[Rows from a dataset]

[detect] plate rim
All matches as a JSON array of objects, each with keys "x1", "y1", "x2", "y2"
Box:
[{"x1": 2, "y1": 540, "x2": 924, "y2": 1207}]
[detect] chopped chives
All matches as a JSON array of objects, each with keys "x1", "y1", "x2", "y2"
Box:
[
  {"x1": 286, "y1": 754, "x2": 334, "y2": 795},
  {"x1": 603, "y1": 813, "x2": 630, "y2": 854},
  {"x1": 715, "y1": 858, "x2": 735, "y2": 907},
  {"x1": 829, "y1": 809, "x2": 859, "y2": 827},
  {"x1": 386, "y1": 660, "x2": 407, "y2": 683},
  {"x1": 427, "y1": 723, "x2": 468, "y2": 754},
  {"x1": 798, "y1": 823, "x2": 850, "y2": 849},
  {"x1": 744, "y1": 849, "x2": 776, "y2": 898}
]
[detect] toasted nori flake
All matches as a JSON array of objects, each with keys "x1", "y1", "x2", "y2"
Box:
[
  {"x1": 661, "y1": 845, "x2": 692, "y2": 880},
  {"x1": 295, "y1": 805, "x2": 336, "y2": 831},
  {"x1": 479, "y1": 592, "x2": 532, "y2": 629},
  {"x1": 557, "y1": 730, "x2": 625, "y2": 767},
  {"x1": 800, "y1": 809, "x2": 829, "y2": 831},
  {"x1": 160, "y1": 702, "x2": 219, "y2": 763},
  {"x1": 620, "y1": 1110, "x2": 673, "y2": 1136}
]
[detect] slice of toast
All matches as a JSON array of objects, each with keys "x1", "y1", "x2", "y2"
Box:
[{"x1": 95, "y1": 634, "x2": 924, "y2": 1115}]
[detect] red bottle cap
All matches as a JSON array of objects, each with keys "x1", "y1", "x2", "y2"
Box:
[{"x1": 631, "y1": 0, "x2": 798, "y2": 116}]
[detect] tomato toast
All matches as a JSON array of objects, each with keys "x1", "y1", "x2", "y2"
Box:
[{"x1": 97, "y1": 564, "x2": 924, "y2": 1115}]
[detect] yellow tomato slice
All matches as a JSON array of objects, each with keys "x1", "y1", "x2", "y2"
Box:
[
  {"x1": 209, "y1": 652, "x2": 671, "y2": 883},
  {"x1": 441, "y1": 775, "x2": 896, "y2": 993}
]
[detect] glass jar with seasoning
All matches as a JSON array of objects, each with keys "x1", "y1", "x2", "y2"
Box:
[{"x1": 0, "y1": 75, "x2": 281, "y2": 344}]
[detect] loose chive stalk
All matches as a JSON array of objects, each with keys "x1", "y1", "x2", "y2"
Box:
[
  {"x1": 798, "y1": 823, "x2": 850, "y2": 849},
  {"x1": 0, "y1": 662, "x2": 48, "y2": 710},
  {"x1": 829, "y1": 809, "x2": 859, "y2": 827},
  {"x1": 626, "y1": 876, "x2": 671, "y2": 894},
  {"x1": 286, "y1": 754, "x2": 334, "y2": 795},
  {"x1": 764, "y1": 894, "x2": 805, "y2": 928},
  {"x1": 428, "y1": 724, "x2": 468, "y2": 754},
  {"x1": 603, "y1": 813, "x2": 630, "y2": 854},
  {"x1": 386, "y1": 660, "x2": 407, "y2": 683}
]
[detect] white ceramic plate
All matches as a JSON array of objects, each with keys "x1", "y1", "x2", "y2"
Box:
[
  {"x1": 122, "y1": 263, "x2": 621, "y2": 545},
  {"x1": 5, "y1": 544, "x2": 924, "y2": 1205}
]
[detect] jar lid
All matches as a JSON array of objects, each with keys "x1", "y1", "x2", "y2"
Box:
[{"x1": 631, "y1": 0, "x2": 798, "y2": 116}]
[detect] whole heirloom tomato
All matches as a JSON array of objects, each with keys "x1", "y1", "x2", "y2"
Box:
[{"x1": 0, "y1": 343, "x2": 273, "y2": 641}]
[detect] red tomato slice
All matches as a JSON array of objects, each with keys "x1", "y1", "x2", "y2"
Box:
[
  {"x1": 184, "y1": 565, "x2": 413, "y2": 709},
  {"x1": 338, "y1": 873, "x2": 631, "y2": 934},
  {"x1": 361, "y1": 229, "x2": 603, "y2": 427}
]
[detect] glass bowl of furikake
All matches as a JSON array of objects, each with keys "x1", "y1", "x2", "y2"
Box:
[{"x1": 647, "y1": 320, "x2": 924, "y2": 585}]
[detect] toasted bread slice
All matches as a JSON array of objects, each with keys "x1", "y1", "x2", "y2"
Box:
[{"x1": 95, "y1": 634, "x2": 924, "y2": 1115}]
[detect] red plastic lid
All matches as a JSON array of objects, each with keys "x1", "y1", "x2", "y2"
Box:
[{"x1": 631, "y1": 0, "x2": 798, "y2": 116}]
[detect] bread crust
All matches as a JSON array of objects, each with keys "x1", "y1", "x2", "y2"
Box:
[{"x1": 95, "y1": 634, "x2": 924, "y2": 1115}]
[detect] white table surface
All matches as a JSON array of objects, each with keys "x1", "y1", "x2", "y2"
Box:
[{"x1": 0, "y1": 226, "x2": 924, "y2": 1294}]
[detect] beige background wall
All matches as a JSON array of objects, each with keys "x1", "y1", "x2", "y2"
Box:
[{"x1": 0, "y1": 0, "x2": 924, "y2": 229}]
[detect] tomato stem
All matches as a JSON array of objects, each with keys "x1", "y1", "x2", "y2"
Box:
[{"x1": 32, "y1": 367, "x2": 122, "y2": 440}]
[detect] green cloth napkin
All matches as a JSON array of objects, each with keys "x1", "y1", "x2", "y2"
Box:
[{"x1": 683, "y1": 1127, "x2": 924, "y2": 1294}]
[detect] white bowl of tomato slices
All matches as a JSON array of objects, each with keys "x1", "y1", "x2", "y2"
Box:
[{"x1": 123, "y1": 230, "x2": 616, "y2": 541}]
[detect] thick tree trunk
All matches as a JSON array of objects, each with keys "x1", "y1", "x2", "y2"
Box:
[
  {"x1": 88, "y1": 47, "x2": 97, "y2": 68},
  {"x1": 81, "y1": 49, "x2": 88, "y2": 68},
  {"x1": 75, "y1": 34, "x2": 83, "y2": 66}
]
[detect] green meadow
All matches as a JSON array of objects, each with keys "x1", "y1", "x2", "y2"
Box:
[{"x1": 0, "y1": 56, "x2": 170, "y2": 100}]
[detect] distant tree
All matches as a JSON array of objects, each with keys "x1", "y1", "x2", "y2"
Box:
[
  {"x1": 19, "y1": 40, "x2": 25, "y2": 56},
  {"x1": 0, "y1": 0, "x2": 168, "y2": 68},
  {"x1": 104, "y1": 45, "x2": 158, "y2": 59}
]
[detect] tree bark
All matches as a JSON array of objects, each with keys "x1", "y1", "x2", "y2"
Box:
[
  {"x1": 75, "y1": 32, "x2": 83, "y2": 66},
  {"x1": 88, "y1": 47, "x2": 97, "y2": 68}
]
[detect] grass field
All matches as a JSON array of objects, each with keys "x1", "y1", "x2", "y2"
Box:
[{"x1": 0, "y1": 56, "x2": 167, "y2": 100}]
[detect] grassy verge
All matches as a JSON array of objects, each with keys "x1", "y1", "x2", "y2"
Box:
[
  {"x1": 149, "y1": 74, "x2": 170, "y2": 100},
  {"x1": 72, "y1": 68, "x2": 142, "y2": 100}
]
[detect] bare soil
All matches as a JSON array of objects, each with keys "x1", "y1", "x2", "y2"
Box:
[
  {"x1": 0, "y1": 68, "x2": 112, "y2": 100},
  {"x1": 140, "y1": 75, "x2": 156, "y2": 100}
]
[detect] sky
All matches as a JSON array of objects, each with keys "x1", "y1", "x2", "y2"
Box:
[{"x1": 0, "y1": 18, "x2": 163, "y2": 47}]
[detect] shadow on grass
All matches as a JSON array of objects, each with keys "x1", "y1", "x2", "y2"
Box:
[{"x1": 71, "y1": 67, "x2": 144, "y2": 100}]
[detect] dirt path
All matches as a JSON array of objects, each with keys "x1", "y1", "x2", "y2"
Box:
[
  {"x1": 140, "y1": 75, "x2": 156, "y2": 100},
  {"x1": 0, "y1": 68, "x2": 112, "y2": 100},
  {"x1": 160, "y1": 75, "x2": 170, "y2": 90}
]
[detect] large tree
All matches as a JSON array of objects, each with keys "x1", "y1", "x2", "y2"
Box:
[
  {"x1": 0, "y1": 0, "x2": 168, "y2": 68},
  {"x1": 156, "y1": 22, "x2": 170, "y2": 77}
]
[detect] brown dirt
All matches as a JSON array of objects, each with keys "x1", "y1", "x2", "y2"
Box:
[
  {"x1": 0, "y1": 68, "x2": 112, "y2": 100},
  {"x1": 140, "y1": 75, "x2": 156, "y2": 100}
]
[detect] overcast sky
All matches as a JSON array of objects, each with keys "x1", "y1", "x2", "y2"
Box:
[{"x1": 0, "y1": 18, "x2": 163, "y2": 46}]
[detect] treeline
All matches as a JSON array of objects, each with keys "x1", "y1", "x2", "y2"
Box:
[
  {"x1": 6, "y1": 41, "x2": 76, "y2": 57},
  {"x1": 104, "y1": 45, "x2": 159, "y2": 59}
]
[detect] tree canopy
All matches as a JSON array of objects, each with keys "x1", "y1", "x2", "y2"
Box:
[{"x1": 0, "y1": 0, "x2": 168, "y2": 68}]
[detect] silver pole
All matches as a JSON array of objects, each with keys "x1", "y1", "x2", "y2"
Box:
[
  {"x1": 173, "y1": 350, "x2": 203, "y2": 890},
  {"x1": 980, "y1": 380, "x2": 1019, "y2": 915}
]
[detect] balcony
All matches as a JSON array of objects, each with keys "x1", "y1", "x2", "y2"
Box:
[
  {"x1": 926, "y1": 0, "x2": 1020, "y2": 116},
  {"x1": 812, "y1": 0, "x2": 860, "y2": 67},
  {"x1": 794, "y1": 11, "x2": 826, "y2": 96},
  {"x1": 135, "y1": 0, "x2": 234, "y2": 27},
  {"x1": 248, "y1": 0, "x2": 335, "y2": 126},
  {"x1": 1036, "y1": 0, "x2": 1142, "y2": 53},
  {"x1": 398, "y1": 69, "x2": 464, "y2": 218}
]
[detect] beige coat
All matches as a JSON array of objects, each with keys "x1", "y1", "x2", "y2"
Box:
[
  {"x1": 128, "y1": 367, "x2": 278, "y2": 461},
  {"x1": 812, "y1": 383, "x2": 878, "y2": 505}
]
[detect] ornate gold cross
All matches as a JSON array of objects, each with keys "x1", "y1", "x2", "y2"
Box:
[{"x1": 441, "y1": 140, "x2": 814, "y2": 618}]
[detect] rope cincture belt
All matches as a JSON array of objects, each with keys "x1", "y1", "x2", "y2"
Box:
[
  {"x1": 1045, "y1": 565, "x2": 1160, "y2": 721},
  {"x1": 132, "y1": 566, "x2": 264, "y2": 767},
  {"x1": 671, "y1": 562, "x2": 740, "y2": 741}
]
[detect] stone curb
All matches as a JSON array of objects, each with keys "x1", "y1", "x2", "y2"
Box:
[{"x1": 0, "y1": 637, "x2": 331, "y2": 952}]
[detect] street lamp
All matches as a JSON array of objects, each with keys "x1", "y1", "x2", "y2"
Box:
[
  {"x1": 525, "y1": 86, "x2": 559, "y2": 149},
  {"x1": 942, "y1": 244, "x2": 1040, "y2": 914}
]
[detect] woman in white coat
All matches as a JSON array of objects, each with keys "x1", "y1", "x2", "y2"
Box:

Your goal: Retype the entries from the line containing "[detect] street lamp" through the end of the entries, keeping every line as it appears.

Result of the exercise:
[detect] street lamp
All matches as a JSON array of objects, each with keys "x1", "y1", "x2", "y2"
Box:
[
  {"x1": 525, "y1": 86, "x2": 559, "y2": 149},
  {"x1": 942, "y1": 244, "x2": 1040, "y2": 914}
]
[detect] woman in white coat
All matches as a JSON array of objects, each with keys "x1", "y1", "x2", "y2"
Box:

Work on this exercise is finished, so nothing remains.